=== WORK TO BE COMPLETED ===
A verbatim copy of the records is required, with all pictures left out.

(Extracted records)
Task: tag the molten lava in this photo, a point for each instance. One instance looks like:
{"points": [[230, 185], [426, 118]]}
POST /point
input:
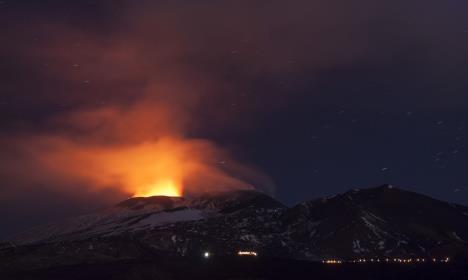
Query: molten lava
{"points": [[165, 187]]}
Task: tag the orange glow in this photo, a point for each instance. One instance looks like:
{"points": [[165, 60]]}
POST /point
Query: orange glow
{"points": [[137, 151], [166, 187]]}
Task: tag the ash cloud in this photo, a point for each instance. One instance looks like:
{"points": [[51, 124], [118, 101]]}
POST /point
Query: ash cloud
{"points": [[97, 84]]}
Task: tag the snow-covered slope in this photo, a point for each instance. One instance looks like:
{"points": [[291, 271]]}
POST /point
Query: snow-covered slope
{"points": [[376, 222]]}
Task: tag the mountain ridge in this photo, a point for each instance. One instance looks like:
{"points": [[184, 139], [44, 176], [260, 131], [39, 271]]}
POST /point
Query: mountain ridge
{"points": [[382, 221]]}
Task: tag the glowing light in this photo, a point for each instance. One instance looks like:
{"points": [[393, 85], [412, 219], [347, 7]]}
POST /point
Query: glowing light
{"points": [[166, 187], [247, 253]]}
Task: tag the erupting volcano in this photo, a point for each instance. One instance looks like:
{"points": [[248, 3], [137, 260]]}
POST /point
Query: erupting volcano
{"points": [[163, 187]]}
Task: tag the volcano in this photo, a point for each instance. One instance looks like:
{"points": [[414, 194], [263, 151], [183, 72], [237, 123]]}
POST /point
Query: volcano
{"points": [[383, 221]]}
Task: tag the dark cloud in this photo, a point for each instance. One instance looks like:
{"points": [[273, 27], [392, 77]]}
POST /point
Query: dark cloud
{"points": [[86, 78]]}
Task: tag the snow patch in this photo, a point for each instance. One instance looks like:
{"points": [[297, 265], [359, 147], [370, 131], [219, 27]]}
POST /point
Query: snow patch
{"points": [[172, 217]]}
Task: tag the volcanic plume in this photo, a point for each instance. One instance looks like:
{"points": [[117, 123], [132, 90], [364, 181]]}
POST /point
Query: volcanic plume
{"points": [[138, 149]]}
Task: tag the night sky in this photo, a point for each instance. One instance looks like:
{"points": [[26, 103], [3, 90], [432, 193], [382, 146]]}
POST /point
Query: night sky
{"points": [[317, 97]]}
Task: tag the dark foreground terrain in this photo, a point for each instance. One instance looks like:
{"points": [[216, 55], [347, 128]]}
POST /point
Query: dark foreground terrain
{"points": [[243, 268]]}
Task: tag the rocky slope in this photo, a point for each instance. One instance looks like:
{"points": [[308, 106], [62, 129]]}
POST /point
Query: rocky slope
{"points": [[376, 222]]}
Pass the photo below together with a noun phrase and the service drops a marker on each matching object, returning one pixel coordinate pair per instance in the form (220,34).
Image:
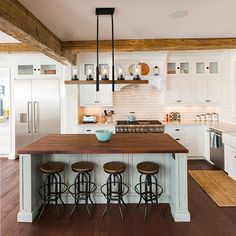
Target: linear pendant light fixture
(102,12)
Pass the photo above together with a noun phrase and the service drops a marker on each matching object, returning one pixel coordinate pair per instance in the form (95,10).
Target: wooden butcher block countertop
(119,143)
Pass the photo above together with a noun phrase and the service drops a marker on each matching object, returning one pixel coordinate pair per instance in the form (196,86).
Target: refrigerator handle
(29,114)
(35,117)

=== FINISHED TASK ===
Task: tag the molten lava in this photo, a point for each instance. One instance looks like:
{"points": [[230, 185], [426, 118]]}
POST /point
input:
Query: molten lava
{"points": [[165, 187]]}
Task: tag the orange glow in this photo, a point for each instance. One instance looks like:
{"points": [[165, 60]]}
POST /point
Query: orange glow
{"points": [[137, 151], [166, 187]]}
Task: tag the ash cloud in this photo, a point for each instance. One instance looks like:
{"points": [[51, 124], [118, 101]]}
POST /point
Query: ash cloud
{"points": [[97, 84]]}
Task: tag the snow-covered slope in this photo, a point for each instance. One instance looks like:
{"points": [[291, 271]]}
POST /point
Query: snow-covered slope
{"points": [[376, 222]]}
Task: tag the mountain ridge in this photo, a point for each instance. One instance looks like:
{"points": [[184, 139], [44, 176], [260, 131], [39, 271]]}
POST /point
Query: mountain ridge
{"points": [[382, 221]]}
Task: tag the glowing light in this photo, a point for each instance. One instance looks like:
{"points": [[393, 85], [412, 219], [347, 7]]}
POST /point
Query: glowing light
{"points": [[166, 187], [247, 253]]}
Task: tag the erupting volcano in this photo, a point for each instance. One instance looks like:
{"points": [[248, 3], [137, 260]]}
POST /point
Query: erupting volcano
{"points": [[163, 187]]}
Task: tag the volcano in this photo, a point for each instance. One instance looks like:
{"points": [[414, 194], [263, 151], [183, 72], [237, 123]]}
POST /point
Query: volcano
{"points": [[383, 221]]}
Task: tag the dark cloud in this photo, a point for each instance. One instance looks like:
{"points": [[273, 27], [392, 77]]}
POST /point
Query: dark cloud
{"points": [[86, 78]]}
Task: tag the snow patch in this photo, a point for each instance. One instance looks like:
{"points": [[297, 265], [359, 147], [370, 131], [219, 27]]}
POST /point
Query: snow patch
{"points": [[172, 217]]}
Task: tag the volcanic plume in this photo, a point for each instance. One instance looks like:
{"points": [[117, 123], [132, 90], [364, 181]]}
POST /point
Query: volcanic plume
{"points": [[138, 149]]}
Task: tag the night sky in this photo, a point for each instance. One instance looks like:
{"points": [[26, 103], [3, 90], [432, 193], [382, 146]]}
POST /point
Query: night sky
{"points": [[317, 97]]}
Task: tag the dark foreground terrain in this photo, a point for each instance. One instance looks like:
{"points": [[216, 55], [347, 128]]}
POST /point
Query: dark foreground terrain
{"points": [[243, 268]]}
Task: tag the rocky slope in this photo, a point for each instance. One instance looks like:
{"points": [[308, 106], [62, 129]]}
POST /point
Query: rocky slope
{"points": [[376, 222]]}
Pass the photo below together with a noun phrase and the service drops a marker on each matching object, returning one pixel coordinate pair per instance in the form (220,34).
Image:
Target: linear pendant light fixture
(102,12)
Pass the photo above together with a noun phrase and the service drops a marker on each matching object, returning one pixel coordinate pair per instance in the form (95,10).
Target: wooden butcher block countertop
(119,143)
Pass the photo above together with a noun phrase and the service drops a marker on each matching object, returning one pixel coordinate pair per instance in the form (196,86).
Target: refrigerator handle
(29,114)
(35,117)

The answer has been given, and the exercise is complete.